*** Opening Supplied data ***
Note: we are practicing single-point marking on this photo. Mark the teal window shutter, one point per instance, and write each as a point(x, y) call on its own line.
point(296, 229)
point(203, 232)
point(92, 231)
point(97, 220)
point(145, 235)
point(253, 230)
*** Closing Supplied data ***
A full, exact repeat of the entries above is required.

Note: we are practicing single-point marking on this photo. Mark the teal window shutter, one point per instance, and write each as a point(x, y) call on its own line.
point(296, 229)
point(203, 232)
point(92, 231)
point(97, 220)
point(145, 235)
point(253, 230)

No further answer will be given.